* _Excerpted text_

○ ○ ○ ○ ○ ○ ○

Another example is the memory and RAM needed in a computer. I suppose this is on my mind because of the computer parts all over my desk here at home. I knew my computer was on its last legs, but I wanted to get the data off and transferred to the new computer before it was too late. I got all the right cables, the PC Mover software, made all the right connections but when I tried to load the software, I got a blue screen. It was all over. There was simply no more room on the old computer for anything. Even though the PC Mover software would help the situation, would open up space, the computer was too full already.

How many times have I told my kids to leave room at the top of a cup of coffee if they want to add cream and sugar. Instead, there’s a mess all over the counter from spilled liquid while they try to stir it or carry the brimming cup to the sink.

We do the same thing in our brains. Well, at least, I know I do. I max out my head and my calendar. I keep adding and adding and then I wonder why I start to forget things and become more and more stressed out.

Leaving room for what comes next must be intentional.

If I want God to do a work, to help me solve a problem, to transform my habits, then I’d better leave some extra time, energy, and place for that to happen.

De-cluttering is a good example. Surely, everyone knows that things look and feel worse before they feel better when trying to move from chaos to order. To organize a messy closet, everything has to come out first. The stuff ends up all over the floor and bed. And if I don’t leave enough time to return those items methodically to the closet, I have just expanded my problem.

God also needs my time and attention to de-clutter me within.

○ ○ ○ ○ ○ ○ ○

* _Entries supplied_
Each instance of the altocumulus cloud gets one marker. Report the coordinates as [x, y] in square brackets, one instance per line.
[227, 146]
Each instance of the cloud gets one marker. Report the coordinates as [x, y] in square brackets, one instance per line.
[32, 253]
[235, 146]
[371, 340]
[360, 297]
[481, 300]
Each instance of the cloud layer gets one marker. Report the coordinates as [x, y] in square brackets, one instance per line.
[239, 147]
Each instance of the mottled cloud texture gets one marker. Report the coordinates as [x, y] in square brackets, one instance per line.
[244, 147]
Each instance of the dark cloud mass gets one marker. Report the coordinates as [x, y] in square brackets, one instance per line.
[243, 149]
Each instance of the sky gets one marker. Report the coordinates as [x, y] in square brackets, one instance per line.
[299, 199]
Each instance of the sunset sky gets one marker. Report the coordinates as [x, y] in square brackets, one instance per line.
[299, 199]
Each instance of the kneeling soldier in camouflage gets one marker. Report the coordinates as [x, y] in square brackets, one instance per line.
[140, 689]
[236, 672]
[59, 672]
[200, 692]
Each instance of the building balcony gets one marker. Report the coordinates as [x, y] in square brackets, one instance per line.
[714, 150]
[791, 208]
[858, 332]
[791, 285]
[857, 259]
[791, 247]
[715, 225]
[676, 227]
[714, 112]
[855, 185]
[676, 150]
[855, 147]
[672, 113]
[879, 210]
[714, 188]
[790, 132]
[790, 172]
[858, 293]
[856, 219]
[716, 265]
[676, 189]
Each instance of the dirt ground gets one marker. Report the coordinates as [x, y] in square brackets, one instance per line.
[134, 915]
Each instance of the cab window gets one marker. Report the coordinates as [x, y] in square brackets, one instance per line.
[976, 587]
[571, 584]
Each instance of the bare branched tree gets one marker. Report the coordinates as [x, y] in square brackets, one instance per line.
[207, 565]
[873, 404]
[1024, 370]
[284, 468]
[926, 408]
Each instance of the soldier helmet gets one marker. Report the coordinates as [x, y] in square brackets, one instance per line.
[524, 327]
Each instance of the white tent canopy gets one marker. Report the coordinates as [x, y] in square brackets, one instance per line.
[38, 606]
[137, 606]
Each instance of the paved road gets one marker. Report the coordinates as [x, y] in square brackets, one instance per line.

○ ○ ○ ○ ○ ○ ○

* _What needs to be done_
In the text on leaving room, what appeared when the writer tried to load the PC Mover software on the old computer?

* _Written answer_
A blue screen.